##### EXTRACT TO READ #####
In a meeting on Tuesday morning with Mayor Sharie Minions said told that Burde Street Ponds is not the proper place for high density housing. The proper place is closer to the core areas of the city. She went on to say that the days of accepting any development proposal put before council being approved are over.
Minions went on to say that this town has changed a great deal since she was first elected to council. That we are no longer desperate. She recognises that since the announcement in August, this development proposal has a very high profile in the community, and that is important that the City proceeds properly with plenty of community participation. But community input cannot proceed until a plan and an application is in place. So it is still early days.
##### INPUT RECORDS #####
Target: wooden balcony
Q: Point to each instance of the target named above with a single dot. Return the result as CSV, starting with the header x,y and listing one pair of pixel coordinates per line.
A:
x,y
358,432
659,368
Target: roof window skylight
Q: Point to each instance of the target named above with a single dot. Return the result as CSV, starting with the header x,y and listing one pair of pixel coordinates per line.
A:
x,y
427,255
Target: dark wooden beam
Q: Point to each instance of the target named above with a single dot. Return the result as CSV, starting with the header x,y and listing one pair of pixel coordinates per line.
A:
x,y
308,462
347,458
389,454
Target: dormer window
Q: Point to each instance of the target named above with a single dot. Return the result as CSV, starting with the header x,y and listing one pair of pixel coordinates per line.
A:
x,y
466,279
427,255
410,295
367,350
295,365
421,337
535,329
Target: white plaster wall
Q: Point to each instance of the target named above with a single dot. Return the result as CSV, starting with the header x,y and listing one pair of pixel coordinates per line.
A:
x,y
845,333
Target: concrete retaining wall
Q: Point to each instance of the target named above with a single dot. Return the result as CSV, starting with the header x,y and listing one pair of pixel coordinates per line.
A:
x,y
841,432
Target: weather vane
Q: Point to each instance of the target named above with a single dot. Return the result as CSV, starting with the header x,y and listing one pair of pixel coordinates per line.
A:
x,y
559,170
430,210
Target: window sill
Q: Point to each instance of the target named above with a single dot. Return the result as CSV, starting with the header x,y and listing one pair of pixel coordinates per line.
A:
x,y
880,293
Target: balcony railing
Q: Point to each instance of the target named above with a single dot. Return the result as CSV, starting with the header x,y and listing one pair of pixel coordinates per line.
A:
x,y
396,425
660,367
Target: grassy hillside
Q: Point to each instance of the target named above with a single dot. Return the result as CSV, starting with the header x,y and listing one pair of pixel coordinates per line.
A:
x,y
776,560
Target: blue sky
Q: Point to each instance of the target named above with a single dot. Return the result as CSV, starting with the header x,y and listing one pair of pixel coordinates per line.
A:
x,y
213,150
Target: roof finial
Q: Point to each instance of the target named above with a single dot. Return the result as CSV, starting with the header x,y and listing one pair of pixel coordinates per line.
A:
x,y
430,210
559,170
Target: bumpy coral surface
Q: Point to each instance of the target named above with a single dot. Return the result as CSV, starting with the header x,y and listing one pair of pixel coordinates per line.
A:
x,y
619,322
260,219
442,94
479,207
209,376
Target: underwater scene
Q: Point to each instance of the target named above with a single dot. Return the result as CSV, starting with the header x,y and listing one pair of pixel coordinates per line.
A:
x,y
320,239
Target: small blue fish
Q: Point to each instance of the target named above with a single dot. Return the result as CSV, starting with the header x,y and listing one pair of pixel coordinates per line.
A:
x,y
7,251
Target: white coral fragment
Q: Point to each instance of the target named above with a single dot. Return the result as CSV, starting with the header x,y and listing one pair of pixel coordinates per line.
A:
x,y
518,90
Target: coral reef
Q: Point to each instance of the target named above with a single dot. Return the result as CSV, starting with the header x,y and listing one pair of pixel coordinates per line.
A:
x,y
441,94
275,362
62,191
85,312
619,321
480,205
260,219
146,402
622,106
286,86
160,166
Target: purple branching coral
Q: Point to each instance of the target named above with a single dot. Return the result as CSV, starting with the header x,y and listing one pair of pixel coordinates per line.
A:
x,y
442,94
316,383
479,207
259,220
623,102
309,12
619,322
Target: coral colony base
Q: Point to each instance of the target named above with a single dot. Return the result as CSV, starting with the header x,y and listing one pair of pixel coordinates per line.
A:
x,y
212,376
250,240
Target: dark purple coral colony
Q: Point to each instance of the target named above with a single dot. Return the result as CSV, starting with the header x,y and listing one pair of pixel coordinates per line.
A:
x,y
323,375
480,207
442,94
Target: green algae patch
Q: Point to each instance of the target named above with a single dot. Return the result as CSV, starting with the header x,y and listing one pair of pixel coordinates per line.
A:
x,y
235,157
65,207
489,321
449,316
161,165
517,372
#####
##### INPUT RECORDS #####
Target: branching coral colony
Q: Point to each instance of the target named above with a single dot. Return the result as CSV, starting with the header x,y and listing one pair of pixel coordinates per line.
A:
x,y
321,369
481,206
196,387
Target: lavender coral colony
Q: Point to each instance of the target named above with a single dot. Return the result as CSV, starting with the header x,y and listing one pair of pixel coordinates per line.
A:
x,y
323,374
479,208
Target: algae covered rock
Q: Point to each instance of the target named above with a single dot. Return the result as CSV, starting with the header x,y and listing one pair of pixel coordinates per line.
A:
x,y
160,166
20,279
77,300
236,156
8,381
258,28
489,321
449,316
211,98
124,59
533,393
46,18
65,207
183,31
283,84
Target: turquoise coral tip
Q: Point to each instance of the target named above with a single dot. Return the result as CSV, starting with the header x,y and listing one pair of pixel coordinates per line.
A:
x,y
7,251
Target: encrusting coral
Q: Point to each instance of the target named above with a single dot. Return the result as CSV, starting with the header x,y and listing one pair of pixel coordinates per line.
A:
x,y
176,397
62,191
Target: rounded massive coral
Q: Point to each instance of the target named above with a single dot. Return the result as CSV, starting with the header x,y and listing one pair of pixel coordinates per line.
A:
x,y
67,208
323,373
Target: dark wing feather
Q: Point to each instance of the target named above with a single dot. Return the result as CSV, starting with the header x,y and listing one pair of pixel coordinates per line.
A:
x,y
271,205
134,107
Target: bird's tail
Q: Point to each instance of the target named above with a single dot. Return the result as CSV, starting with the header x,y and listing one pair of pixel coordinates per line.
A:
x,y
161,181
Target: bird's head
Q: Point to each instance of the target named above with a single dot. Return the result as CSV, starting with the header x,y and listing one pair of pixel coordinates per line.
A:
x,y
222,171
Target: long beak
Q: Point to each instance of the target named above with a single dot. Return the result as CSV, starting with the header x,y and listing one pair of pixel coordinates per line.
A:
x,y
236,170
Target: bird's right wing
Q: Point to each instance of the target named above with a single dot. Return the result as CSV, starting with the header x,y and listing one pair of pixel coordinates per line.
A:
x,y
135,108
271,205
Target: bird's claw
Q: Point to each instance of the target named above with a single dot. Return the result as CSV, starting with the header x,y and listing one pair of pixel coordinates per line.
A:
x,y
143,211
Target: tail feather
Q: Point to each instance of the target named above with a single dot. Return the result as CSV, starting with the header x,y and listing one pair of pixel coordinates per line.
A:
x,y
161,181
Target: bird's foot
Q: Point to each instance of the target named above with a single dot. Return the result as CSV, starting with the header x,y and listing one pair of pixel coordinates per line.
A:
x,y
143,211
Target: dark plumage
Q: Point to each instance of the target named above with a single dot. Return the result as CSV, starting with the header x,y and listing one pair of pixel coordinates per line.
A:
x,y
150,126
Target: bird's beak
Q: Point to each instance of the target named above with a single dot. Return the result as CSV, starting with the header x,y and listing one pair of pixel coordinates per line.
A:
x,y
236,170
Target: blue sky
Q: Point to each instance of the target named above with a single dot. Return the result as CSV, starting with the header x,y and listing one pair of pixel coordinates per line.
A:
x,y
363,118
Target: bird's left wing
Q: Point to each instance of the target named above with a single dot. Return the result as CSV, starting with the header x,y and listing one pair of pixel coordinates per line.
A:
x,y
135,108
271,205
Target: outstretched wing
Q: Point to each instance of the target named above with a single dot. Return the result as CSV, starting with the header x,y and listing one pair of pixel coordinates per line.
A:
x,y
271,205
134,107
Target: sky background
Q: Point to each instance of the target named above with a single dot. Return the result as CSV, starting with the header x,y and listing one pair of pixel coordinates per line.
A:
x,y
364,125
#####
■ SET EXERCISE A: Locate every line in the records that contains the string "purple" and copy each one out, treating uppercase and lowercase as different.
■ SET EXERCISE B: Carry on the article about the Burde Street Ponds housing proposal, beginning right after its final sentence.

■ WRITTEN RESPONSE A:
Target: purple branching coral
Target: dark purple coral colony

■ WRITTEN RESPONSE B:
It seems there has been a great deal of confusion over this development on the part of the San Group and Pacific Mayfair Estates. The Initial application was incomplete. To my knowledge, they still have yet to submit a complete application. Last August they hired Mike Butler to conduct community consultation. However without a solid proposal it was difficult for him to do his job. According to San spokes person, Mike Ruttan, he ended up making commitments that he was not authorized to make. And he lost his job during the Christmas period. He emphasized that the company is making no commitments at this point. The San Group has has hired a solid architectural firm to develop a proper proposal. So things may be on the right track for them.
So, it seems we are back at square one. But, it gives those of us who are concerned about the future of this property an opportunity to find out more about the ponds and the needs of the wildlife around and in them. Here are some questions.
How far up Wolfe Creek do do salmon fry go?
Where are the Red-legged Frogs living on the property?
Where are the egg nesting grounds for the Painted Turtles?
How much of the property is necessary to sustain a family of beavers?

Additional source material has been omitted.